GPU Cluster Usage Guide¶
This guide explains how to run GPU-accelerated jobs on the SCG cluster. It covers partition policies, GPU requests, example job scripts, and best practices.
Available Hardware¶
GPU Hardware Comparison¶
The table below lists all the different GPU hardware that is in the SCG cluster. It is ordered from most to least powerful:
| GPU Model | Memory | Location | How many? |
|---|---|---|---|
| Nvidia H200 | 141 GB | Dell XE9680 | 8 |
| Nvidia A100 | 40/80 GB | Batch node | 2 |
| Nvidia P100 | 16 GB | SGI UV300 | 4 |
| Login GPU | Small | Login nodes | 4 |
GPU Partitions¶
Partitions in Slurm divide up the SCG cluster into machines with similar resource configurations. Every job submitted to the SCG cluster needs to be directed to a specific partition.
| GPU Model | Partition | Max Walltime | Max GPUs | Purpose |
|---|---|---|---|---|
| Nvidia H200 | gpu_short |
4 hours | 1 | Quick tests / debugging |
| Nvidia H200 | gpu_normal |
24 hours | 2 | Standard research runs |
| Nvidia H200 | gpu_long |
72 hours | 2 | Long model training or pipelines |
| Nvidia A100 | batch |
336 hours | 2 | Standard research runs |
| Nvidia P100 | nih_s10 |
168 hours | 4 | GPU use in combination with large memory or many CPUs |
| Login GPU | interactive |
24 hours | 1 | Testing and debugging whether jobs run at all |
Note: Access to GPU partitions requires Full Tier access, except for partitions nih_s10 and interactive.
Requesting GPUs¶
Required SBATCH Directives¶
Every GPU job must include:
#SBATCH --account=<account>
#SBATCH --partition=<partition_name>
#SBATCH --gres=gpu:<number>
#SBATCH --time=<walltime>
Example 1: Single GPU (Debugging)¶
#!/bin/bash
#SBATCH --job-name=gpu_debug
#SBATCH --account=<account>
#SBATCH --partition=gpu_short
#SBATCH --gres=gpu:1
#SBATCH --cpus-per-task=8
#SBATCH --mem=64G
#SBATCH --time=04:00:00
#SBATCH --output=gpu_debug_%j.out
module load cuda/13.0
nvidia-smi
python test_gpu_script.py
Example 2: Multi-GPU Training (Single Node)¶
#!/bin/bash
#SBATCH --job-name=multi_gpu_train
#SBATCH --account=<account>
#SBATCH --partition=gpu_normal
#SBATCH --gres=gpu:2
#SBATCH --cpus-per-task=16
#SBATCH --mem=256G
#SBATCH --time=1-00:00:00
#SBATCH --output=train_%j.out
module load cuda/13.0
# Environment variables for multi-GPU
export OMP_NUM_THREADS=$SLURM_CPUS_PER_TASK
export NCCL_DEBUG=WARN
# Distributed training
srun python -m torch.distributed.run \
--nproc_per_node=2 \
train.py
Interactive GPU Sessions¶
Request an interactive session for development and debugging:
srun --account=<account> --partition=gpu_short --gres=gpu:1 --time=02:00:00 --pty bash
Inside the session:
module load cuda/13.0
nvidia-smi
python my_script.py
Using Containers¶
Containers must be executed with GPU support using the --nv flag:
# Pull a container from NVIDIA GPU Cloud
singularity pull docker://nvcr.io/nvidia/pytorch:24.12-py3
# Run with GPU support
singularity exec --nv pytorch_24.12-py3.sif python my_script.py
Monitoring GPU Usage¶
During Job Execution¶
Find your job’s compute node and SSH to it:
# Find your job's node
squeue -u $USER -o "%i %N"

## [What to do]
a: Which partition names appear in the partition table of the GPU cluster guide above?
b: Reproduce the part of the GPU cluster guide above from "Available Hardware¶" to "a specific partition.".
c: Could you carry on the GPU cluster guide above from its last line?

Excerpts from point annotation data

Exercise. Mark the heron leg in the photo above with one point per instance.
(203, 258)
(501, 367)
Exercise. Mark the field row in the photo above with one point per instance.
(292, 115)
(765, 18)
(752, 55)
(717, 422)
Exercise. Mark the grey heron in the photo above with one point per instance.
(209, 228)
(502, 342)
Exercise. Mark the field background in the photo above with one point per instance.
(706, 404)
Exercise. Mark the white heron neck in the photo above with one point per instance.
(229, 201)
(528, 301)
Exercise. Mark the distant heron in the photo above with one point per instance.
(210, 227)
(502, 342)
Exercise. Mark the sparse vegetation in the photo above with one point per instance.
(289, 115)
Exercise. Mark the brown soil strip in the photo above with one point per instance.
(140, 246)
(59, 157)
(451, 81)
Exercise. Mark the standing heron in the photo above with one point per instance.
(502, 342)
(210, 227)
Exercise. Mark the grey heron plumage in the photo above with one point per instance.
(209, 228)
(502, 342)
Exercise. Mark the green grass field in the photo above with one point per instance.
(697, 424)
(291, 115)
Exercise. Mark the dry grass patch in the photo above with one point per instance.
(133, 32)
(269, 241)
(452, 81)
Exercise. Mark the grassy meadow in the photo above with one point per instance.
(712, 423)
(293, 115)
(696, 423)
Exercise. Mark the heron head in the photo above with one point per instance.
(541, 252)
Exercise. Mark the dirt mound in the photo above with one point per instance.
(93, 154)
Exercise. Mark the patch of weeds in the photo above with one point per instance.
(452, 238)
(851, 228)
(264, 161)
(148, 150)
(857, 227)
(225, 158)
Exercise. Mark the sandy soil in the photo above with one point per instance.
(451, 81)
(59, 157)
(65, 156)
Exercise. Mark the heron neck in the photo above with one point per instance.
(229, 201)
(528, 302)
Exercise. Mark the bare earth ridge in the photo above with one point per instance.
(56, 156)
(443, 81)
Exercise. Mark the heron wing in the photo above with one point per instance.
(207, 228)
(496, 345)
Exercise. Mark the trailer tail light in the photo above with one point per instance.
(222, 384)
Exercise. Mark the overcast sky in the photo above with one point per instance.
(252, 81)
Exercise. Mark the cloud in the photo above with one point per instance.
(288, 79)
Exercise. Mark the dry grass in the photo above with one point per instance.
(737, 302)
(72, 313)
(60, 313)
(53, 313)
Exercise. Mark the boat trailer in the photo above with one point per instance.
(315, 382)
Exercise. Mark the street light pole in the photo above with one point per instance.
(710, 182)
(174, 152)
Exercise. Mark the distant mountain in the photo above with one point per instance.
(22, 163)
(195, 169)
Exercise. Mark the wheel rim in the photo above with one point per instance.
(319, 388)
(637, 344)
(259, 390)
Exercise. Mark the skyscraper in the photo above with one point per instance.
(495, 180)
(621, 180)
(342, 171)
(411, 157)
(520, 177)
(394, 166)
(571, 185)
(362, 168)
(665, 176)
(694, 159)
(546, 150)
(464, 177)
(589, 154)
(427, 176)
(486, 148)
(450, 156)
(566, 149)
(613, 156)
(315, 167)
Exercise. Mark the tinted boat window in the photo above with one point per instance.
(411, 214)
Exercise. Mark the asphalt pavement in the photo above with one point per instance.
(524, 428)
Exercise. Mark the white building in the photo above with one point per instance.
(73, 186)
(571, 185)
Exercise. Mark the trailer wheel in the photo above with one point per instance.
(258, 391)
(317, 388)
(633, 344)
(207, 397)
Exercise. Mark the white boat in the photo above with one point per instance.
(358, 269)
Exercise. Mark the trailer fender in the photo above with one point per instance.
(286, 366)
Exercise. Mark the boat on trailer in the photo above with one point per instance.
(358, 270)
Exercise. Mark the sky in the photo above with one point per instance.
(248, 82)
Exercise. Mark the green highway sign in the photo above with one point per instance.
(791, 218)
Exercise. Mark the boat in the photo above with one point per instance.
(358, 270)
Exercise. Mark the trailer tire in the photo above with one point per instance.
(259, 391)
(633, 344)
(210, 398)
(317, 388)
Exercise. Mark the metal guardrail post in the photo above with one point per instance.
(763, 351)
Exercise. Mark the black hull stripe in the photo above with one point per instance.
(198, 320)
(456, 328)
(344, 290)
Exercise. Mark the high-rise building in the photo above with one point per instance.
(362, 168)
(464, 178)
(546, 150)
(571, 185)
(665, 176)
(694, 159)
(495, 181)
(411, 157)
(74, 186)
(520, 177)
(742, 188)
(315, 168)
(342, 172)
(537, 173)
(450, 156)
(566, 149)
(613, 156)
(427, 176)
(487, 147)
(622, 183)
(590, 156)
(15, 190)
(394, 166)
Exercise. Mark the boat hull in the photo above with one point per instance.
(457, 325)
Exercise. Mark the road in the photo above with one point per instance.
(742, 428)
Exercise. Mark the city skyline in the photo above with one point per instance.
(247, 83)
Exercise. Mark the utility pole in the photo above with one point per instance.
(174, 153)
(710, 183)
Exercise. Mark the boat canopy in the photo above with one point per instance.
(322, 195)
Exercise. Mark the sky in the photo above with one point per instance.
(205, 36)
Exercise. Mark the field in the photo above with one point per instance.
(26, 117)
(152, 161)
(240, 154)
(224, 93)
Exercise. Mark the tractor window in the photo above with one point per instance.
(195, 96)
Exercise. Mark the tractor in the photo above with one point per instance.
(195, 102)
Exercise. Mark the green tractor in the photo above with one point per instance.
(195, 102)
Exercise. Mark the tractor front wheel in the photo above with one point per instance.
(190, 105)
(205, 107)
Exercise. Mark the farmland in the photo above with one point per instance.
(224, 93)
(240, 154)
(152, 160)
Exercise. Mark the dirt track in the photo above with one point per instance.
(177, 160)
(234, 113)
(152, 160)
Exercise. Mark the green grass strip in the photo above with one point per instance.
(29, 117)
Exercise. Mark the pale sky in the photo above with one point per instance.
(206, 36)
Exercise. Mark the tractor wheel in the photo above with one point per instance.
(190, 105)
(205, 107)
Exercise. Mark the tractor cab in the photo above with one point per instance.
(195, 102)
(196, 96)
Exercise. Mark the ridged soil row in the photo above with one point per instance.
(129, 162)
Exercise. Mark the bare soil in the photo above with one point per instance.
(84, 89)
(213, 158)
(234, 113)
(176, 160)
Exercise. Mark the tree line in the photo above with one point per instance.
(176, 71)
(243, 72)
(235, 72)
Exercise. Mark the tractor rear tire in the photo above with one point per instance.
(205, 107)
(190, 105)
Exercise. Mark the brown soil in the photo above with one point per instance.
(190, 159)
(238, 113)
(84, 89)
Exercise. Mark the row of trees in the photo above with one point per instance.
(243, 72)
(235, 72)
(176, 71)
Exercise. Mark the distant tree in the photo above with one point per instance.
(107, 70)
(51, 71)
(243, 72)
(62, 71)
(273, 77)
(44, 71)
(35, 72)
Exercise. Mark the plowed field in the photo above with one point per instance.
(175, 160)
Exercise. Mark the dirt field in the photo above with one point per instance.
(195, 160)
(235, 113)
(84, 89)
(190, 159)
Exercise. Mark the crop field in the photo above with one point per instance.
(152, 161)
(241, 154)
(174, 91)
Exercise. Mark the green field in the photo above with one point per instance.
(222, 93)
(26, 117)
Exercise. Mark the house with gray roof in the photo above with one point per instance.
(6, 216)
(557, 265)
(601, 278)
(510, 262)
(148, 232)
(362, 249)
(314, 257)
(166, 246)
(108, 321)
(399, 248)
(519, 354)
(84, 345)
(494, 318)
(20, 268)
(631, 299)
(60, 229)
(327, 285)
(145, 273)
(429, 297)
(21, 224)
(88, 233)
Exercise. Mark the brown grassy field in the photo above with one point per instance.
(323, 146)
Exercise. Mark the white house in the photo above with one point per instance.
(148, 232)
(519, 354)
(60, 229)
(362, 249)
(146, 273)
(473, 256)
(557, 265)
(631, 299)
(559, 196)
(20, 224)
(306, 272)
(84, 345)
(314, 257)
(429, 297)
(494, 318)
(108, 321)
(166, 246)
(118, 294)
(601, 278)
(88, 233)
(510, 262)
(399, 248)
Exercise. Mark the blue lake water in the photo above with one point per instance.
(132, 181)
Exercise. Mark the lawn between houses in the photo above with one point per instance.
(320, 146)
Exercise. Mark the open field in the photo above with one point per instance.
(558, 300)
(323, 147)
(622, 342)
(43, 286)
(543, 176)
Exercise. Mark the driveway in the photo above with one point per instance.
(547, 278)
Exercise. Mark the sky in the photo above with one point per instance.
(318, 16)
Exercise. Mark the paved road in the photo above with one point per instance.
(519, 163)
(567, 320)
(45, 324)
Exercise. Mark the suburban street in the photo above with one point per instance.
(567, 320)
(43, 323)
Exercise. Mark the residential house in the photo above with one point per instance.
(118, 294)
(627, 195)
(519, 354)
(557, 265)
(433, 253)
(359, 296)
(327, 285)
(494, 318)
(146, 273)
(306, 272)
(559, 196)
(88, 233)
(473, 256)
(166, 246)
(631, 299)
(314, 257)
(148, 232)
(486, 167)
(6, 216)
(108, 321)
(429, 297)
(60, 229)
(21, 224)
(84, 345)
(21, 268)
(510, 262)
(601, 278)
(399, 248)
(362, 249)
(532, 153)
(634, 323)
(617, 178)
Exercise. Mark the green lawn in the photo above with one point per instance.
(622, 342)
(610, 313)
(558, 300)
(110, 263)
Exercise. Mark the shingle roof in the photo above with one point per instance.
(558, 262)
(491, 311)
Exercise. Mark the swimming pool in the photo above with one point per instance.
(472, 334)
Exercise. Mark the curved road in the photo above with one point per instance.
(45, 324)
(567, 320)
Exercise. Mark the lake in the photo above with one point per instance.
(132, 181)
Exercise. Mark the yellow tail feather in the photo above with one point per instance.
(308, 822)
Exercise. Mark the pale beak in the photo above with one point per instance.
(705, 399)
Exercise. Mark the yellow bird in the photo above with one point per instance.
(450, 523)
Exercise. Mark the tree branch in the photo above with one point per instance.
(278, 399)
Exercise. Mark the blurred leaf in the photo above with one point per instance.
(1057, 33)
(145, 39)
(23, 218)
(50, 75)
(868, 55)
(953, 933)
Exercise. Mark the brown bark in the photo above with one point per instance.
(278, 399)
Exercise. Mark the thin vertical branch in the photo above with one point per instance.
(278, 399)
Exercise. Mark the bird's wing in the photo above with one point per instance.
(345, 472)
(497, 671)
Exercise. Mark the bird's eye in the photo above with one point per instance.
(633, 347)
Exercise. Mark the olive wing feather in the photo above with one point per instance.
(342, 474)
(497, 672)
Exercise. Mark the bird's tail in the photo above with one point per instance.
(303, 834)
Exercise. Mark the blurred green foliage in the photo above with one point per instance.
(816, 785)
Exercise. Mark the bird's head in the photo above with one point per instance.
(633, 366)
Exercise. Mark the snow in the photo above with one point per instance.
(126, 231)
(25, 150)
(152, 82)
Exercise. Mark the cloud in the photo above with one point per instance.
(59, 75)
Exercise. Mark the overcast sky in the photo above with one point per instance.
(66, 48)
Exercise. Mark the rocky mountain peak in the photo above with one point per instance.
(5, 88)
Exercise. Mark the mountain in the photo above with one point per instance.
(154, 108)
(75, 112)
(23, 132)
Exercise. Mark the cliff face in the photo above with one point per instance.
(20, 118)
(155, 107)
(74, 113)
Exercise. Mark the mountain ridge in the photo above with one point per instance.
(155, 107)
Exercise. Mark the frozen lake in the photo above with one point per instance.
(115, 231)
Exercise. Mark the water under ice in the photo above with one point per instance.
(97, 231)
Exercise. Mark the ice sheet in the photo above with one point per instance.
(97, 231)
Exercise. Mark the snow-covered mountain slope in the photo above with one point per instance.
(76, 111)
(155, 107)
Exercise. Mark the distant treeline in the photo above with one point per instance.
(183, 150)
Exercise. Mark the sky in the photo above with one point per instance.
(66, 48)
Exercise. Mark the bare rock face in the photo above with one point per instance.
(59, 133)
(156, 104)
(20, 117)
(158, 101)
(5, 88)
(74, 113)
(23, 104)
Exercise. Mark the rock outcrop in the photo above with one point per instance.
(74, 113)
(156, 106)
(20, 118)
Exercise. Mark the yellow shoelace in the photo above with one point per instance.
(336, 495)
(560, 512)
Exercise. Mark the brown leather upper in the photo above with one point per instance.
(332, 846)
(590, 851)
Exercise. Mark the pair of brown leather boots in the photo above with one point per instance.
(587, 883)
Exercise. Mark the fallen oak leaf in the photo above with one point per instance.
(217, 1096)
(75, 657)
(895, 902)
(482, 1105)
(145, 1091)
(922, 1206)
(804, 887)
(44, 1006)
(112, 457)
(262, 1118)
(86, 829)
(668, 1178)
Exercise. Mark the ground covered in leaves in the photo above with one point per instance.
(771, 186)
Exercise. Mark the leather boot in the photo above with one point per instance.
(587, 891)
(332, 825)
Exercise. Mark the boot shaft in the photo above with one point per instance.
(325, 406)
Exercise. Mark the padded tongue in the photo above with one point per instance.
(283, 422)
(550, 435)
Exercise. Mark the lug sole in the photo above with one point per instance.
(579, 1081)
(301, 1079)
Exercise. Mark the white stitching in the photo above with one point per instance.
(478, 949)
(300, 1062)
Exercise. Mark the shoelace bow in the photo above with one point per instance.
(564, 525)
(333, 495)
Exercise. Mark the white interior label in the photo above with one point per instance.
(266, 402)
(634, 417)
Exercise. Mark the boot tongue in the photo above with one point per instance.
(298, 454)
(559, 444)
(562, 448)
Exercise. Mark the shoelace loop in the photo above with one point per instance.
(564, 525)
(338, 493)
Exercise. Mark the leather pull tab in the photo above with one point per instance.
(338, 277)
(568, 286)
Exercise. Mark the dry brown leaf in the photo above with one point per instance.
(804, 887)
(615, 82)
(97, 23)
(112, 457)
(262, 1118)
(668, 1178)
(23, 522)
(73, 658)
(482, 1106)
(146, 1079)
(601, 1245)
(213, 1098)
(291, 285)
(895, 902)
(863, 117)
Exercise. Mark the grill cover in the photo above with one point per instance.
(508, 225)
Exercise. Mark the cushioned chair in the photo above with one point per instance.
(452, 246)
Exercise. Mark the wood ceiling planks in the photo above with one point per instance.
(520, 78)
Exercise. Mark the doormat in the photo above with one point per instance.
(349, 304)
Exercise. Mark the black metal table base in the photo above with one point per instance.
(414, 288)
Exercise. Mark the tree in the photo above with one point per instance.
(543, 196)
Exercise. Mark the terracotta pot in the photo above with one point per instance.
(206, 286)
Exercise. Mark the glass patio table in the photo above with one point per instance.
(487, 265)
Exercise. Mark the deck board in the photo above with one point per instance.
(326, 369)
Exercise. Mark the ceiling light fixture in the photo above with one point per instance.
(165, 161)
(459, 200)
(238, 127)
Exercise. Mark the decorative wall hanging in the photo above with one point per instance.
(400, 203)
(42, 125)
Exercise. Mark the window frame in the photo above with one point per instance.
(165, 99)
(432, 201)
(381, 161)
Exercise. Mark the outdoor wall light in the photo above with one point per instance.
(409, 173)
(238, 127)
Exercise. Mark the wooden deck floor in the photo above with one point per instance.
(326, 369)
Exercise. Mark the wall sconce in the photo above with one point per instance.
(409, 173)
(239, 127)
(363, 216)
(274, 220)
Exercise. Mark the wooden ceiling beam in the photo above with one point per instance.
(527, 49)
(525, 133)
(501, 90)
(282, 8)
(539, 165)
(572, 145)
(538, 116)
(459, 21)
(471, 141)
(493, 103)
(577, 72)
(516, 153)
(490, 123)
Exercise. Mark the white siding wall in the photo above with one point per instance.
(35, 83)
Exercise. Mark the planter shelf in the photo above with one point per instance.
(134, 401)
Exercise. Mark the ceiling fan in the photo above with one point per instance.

## [Answers for the exercise]
a: gpu_short, gpu_normal, gpu_long, batch, nih_s10, interactive

b:
Available Hardware¶
GPU Hardware Comparison¶
The table below lists all the different GPU hardware that is in the SCG cluster. It is ordered from most to least powerful:
| GPU Model | Memory | Location | How many? |
|---|---|---|---|
| Nvidia H200 | 141 GB | Dell XE9680 | 8 |
| Nvidia A100 | 40/80 GB | Batch node | 2 |
| Nvidia P100 | 16 GB | SGI UV300 | 4 |
| Login GPU | Small | Login nodes | 4 |
GPU Partitions¶
Partitions in Slurm divide up the SCG cluster into machines with similar resource configurations. Every job submitted to the SCG cluster needs to be directed to a specific partition.

c:
# SSH to that node
ssh <node_name>
# Real-time monitoring (updates every second)
watch -n 1 nvidia-smi
Automated Logging in Job Scripts¶
Add GPU monitoring to your job script:
# Start background monitoring (add BEFORE your main command)
nvidia-smi --query-gpu=timestamp,index,name,utilization.gpu,utilization.memory,memory.used,memory.total \
--format=csv -l 10 -f gpu_${SLURM_JOB_ID}.csv &
GPU_MON_PID=$!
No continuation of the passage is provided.